[TASK REQUIREMENTS]:
[1] In the passage about diapers, rewrite the text from "Although Procter &" up to and including "first next-generation offspring.", changing "cotton" to "linen".
[2] Answer these questions from the passage about diapers:
(a) In what year did Procter & Gamble debut disposable diapers?
(b) Which channel was on from noon until 2:00?
(c) What connected the casts on Little Missy's lower legs and feet?

[EXCERPTED PASSAGE]:
....

No new mom leads a pampered life. However, a new day dawned with disposable diapers. They dispatched the cotton-diaper E-yew toilet-dunking moment to limbo, despite a few environmental holdouts.
Although Procter & Gamble debuted disposable diapers in 1961—just in time for my sister Peggy’s arrival—my mother spurned this new-fangled notion. In the brave new world of synthetics and plastics, Mom worshiped cotton. She was into “all natural.” Formula was verboten. Miss Bunny breastfed all her babies. After all, Dr. Leon made a reasonable argument for mother’s milk: 1) it’s healthier for baby; 2) reinforces bonding; 3) fits a fledgling family budget; and 4) “comes in cute containers.”
My oldest sister, a flower child of Earth Day 1970, stayed true to the cause. She used cotton diapers, much to my chagrin when I arrived for my nanny stint in the long, hot Mississippi summer of 1980. Pardon my French, but I didn’t know Jacques-sh- – about babies, much less their digestive tracts. Martha’s Little Missy was the first next-generation offspring.
My grandmother obsessed about schedules in the presence of newborns. I appreciated her fanaticism only when I discovered cable TV at my sister’s house. After a four-year boob-tube drought in college, my TV fix was due. My obsession was building that kid’s schedule around cable.
Sunrise: black-and-white heaven—unending re-runs of “Andy Griffith” and “I Love Lucy”
Ten o’clock: the western roundup of John Wayne blockbusters
Noon: the news junkie’s whirl-around-the world with CNN from noon until 2:00
(Back in the day, CNN reporters reported a few facts, talked in complete sentences, voiced nary a Valley Gal upend lilt, and eschewed the dreaded “between you and I” preposition malfunction. The Big Gray Hair was Daniel Schorr, not Anderson Cooper, today’s king of emo-journalism.)
Two o’clock: idle surfing of current flicks and schlock
(When I first tuned in to televangelists Jim and Tammy Faye Bakker and their powder-blue set, I thought it was a “Saturday Night Live” skit. These moral-empty vessels collected the cash and family silver that North Carolina mee-maws schlepped clear across the state to bankroll Tammy Faye’s next mascara run. )
Changing The Little Missy’s diaper was convenient. She had the courtesy to be slightly pigeon-toed, which required tiny casts on her lower legs and feet. A bar connected the casts. Even in a temper tantrum, resistance was futile. No kicking possible! I lifted the bar, hence her legs, to snatch off the dirty diaper and then slide a clean one beneath her.
Dirty diaper duty was another matter. Oxygen deprivation was a hazard; I held my breath during diaper dunking and diaper pail patrol. How could one speck of humanity keep the washer churning on a tilt until it walked and the dryer spinning until it wheezed? Unfolded diapers piled up on beds, tables, chairs, and the sofa. After galloping from the baby bed to the baby pen to the changing table to an appliance to the baby chair to the commode to another appliance and back again, I somehow never stopped to fold a shred of cotton.

....

[LISTED ENTRIES]:
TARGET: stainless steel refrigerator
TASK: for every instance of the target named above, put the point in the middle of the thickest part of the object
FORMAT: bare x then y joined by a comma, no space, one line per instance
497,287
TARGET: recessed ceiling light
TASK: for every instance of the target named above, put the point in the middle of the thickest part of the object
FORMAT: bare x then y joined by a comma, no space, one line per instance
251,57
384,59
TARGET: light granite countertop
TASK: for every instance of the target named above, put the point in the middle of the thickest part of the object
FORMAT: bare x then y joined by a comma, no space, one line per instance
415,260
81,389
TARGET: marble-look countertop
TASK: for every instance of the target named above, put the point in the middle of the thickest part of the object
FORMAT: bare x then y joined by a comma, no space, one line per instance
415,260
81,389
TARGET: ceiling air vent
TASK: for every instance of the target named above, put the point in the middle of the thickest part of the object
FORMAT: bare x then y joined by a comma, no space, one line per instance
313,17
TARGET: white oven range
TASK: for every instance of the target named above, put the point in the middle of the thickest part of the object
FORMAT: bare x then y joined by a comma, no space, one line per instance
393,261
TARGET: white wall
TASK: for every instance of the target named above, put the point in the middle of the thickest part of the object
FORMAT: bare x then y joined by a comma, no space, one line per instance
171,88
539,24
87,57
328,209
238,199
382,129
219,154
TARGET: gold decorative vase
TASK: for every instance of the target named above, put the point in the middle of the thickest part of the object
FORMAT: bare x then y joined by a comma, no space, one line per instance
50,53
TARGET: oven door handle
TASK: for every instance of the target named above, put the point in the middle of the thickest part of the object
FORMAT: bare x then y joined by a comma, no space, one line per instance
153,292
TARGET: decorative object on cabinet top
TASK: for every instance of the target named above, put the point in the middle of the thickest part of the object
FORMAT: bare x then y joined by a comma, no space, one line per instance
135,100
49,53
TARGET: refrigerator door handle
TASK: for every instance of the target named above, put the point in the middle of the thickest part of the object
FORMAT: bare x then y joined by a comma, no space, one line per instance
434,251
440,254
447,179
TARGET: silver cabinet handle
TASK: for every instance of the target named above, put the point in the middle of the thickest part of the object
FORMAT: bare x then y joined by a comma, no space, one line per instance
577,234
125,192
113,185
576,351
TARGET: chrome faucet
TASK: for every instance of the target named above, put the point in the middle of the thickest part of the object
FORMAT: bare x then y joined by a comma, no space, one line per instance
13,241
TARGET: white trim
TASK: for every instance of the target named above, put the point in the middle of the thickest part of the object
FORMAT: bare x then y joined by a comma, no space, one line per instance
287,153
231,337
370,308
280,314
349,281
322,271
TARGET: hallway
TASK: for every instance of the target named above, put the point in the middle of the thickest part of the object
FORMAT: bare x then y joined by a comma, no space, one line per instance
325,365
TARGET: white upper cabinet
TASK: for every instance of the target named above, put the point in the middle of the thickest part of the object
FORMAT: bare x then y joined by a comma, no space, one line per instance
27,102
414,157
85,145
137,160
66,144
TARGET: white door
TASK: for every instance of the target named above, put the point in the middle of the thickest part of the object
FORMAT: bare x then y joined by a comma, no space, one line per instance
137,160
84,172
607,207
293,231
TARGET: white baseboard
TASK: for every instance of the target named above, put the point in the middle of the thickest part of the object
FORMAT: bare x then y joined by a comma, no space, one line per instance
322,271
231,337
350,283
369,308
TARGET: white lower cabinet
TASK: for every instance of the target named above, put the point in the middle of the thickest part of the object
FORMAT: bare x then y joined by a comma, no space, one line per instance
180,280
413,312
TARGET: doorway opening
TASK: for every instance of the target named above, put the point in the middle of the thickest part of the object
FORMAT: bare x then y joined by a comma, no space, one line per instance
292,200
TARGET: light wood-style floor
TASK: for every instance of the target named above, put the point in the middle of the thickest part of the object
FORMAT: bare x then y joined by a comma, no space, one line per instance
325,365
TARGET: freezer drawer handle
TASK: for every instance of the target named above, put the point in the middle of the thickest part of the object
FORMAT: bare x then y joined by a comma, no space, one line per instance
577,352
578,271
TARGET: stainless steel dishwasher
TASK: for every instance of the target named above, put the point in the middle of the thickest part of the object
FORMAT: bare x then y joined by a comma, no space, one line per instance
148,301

....

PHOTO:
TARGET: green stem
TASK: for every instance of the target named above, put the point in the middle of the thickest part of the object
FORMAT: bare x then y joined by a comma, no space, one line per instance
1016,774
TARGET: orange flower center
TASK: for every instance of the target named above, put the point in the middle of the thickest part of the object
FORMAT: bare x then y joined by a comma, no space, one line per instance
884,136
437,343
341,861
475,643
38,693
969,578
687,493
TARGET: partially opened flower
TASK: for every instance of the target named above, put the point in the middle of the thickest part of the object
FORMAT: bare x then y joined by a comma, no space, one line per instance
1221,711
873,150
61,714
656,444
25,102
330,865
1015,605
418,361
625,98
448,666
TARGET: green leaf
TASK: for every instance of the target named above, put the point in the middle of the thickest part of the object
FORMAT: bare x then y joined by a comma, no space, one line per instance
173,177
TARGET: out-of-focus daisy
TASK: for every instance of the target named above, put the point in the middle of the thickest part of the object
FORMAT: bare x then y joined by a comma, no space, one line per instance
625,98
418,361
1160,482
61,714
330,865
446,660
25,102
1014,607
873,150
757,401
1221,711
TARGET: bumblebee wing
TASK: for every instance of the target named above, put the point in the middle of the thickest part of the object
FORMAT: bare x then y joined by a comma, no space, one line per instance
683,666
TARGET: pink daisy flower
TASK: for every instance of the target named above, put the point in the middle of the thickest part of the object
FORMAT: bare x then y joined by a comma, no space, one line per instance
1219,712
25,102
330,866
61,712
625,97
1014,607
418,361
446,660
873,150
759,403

....

[ANSWER SET]:
[1]
Although Procter & Gamble debuted disposable diapers in 1961—just in time for my sister Peggy’s arrival—my mother spurned this new-fangled notion. In the brave new world of synthetics and plastics, Mom worshiped linen. She was into “all natural.” Formula was verboten. Miss Bunny breastfed all her babies. After all, Dr. Leon made a reasonable argument for mother’s milk: 1) it’s healthier for baby; 2) reinforces bonding; 3) fits a fledgling family budget; and 4) “comes in cute containers.”
My oldest sister, a flower child of Earth Day 1970, stayed true to the cause. She used linen diapers, much to my chagrin when I arrived for my nanny stint in the long, hot Mississippi summer of 1980. Pardon my French, but I didn’t know Jacques-sh- – about babies, much less their digestive tracts. Martha’s Little Missy was the first next-generation offspring.

[2]
(a) 1961
(b) CNN
(c) A bar